Dataset rows
******************************

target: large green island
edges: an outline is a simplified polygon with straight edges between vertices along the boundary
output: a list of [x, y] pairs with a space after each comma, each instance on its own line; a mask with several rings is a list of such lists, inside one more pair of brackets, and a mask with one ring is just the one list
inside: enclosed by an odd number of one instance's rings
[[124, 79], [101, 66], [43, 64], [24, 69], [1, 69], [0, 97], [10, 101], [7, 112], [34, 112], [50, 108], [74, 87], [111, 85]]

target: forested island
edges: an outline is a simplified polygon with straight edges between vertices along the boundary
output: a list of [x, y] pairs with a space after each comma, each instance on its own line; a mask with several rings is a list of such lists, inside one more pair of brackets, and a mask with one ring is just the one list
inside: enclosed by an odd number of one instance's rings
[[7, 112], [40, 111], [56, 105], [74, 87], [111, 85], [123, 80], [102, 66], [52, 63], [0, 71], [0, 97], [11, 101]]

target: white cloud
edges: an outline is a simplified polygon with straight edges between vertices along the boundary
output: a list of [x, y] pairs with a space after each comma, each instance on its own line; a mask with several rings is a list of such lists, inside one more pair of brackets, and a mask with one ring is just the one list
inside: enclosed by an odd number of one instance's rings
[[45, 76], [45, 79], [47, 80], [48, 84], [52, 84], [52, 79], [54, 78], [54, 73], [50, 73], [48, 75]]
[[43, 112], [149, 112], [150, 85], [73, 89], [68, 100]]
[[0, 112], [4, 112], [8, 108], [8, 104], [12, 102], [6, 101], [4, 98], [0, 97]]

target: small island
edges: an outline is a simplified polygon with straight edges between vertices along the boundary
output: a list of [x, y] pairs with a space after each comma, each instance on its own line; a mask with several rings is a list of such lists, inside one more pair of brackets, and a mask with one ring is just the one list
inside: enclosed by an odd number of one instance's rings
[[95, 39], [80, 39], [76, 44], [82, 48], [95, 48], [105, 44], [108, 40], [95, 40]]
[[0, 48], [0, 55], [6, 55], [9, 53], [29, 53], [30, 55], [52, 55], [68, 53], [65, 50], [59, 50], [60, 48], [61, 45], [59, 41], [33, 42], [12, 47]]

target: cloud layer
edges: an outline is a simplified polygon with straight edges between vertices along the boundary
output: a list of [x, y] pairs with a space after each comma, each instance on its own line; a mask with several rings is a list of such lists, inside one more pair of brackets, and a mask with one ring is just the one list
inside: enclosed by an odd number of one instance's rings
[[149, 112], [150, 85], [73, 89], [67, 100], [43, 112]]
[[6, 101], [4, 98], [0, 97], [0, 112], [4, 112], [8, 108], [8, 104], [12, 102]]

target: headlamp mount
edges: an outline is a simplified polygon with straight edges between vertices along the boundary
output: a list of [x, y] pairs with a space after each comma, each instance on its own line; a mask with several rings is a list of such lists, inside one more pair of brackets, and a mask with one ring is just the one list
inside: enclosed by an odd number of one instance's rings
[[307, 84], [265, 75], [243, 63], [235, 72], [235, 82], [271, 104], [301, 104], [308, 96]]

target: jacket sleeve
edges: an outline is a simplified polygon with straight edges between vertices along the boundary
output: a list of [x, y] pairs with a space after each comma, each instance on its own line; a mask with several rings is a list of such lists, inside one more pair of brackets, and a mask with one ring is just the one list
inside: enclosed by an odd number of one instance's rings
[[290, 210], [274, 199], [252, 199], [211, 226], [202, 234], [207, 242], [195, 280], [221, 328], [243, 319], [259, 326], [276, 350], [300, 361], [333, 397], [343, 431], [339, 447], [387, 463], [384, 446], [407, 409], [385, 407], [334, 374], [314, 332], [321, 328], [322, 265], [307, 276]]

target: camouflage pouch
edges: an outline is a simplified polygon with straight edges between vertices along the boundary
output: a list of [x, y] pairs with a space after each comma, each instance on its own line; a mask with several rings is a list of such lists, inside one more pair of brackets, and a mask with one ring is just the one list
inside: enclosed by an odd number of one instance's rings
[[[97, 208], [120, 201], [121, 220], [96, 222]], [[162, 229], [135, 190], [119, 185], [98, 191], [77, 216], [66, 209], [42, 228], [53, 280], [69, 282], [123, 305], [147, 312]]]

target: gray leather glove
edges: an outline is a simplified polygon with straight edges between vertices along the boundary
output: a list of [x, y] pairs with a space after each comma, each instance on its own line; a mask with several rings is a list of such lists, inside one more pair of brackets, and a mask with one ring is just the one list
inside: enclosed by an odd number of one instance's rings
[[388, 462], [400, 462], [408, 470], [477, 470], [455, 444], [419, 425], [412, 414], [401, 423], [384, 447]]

******************************

Exercise prompt –
Please write out all the rows again, substituting "corner points" for every "vertices" and leaving everything else unchanged.

Task response –
target: large green island
edges: an outline is a simplified polygon with straight edges between corner points along the boundary
output: a list of [x, y] pairs with a space after each comma, each instance on its own line; a mask with several rings is a list of such lists, inside one more pair of brackets, and a mask with one ring is just the one list
inside: enclosed by an odd number of one instance's rings
[[124, 79], [101, 66], [43, 64], [24, 69], [1, 69], [0, 97], [10, 101], [7, 112], [34, 112], [50, 108], [74, 87], [111, 85]]

target: forested island
edges: an outline is a simplified polygon with straight edges between corner points along the boundary
output: a list of [x, y] pairs with a space after each comma, each instance on its own line; a mask with several rings is a list of such lists, inside one more pair of brackets, and a mask with one ring is just the one list
inside: enclosed by an odd number of one instance's rings
[[7, 112], [40, 111], [56, 105], [74, 87], [111, 85], [123, 80], [102, 66], [52, 63], [0, 71], [0, 97], [11, 101]]

target: white cloud
edges: an outline is a simplified polygon with straight edges between corner points along the boundary
output: a list of [x, y] pairs with a space after each comma, each instance on its own line; a mask with several rings is a list of such lists, inside one more pair of brackets, and a mask with one ring is just the one list
inside: enclosed by an odd number of one instance's rings
[[45, 76], [45, 79], [47, 80], [48, 84], [52, 84], [52, 79], [54, 78], [54, 73], [50, 73], [48, 75]]
[[43, 112], [149, 112], [150, 85], [73, 89], [68, 100]]
[[0, 112], [4, 112], [8, 108], [8, 104], [12, 102], [6, 101], [4, 98], [0, 97]]

target: small island
edges: an outline is a simplified polygon with straight edges between corner points along the boundary
output: a list of [x, y] pairs with a space after each comma, each instance on its own line; a mask with several rings is a list of such lists, inside one more pair of brackets, and a mask with one ring is just the one list
inside: enclosed by an odd number of one instance's rings
[[95, 39], [80, 39], [76, 44], [82, 48], [95, 48], [105, 44], [108, 40], [95, 40]]
[[0, 48], [0, 55], [6, 55], [9, 53], [29, 53], [30, 55], [52, 55], [68, 53], [65, 50], [59, 50], [60, 48], [61, 45], [59, 41], [33, 42], [12, 47]]

target: cloud layer
edges: an outline is a simplified polygon with straight edges between corner points along the boundary
output: a list of [x, y] pairs with a space after each comma, each instance on its own line; a mask with several rings is a list of such lists, inside one more pair of brackets, and a mask with one ring is just the one list
inside: enclosed by an odd number of one instance's rings
[[149, 112], [150, 85], [73, 89], [67, 100], [43, 112]]
[[6, 101], [4, 98], [0, 97], [0, 112], [4, 112], [8, 108], [8, 104], [12, 102]]

target: headlamp mount
edges: an outline is a simplified polygon with straight edges between corner points along the boundary
output: a list of [x, y] pairs with a space after each comma, each instance on its own line; a mask with several rings is a list of such lists, inside one more pair of brackets, and a mask with one ring is just the one list
inside: enclosed by an odd number of one instance's rings
[[307, 84], [265, 75], [243, 63], [235, 72], [235, 82], [271, 104], [301, 104], [308, 96]]

target: jacket sleeve
edges: an outline is a simplified polygon with straight edges between corner points along the boundary
output: a list of [x, y] pairs with a space after each comma, each instance on its own line; a mask with several rings is a list of such lists, inside one more pair of brackets, and a mask with one ring is just the one list
inside: enclosed by an odd number of one instance's rings
[[290, 210], [274, 199], [252, 199], [211, 226], [202, 234], [207, 242], [195, 280], [221, 328], [243, 319], [259, 326], [276, 350], [300, 361], [333, 397], [343, 431], [339, 447], [387, 463], [384, 446], [407, 409], [385, 407], [334, 374], [314, 332], [321, 328], [322, 265], [307, 276]]

target: camouflage pouch
edges: an outline is a simplified polygon with straight edges between corner points along the boundary
output: a list of [x, y] pairs with a space after each comma, each instance on its own line; a mask with several rings is a list of such lists, inside one more pair of brackets, and a mask with one ring is just the one list
inside: enclosed by an odd number of one instance's rings
[[[97, 208], [120, 201], [121, 220], [96, 222]], [[162, 229], [135, 190], [119, 185], [98, 191], [77, 216], [66, 209], [42, 228], [53, 280], [69, 282], [123, 305], [147, 312]]]

target: gray leather glove
edges: an outline is a simplified polygon with straight edges between corner points along the boundary
output: a list of [x, y] pairs with a space after each comma, each instance on its own line; a mask with several rings is a list of such lists, inside one more pair of brackets, and a mask with one ring is just the one list
inside: enclosed by an odd number of one instance's rings
[[388, 462], [400, 462], [408, 470], [477, 470], [455, 444], [419, 425], [412, 414], [401, 423], [384, 447]]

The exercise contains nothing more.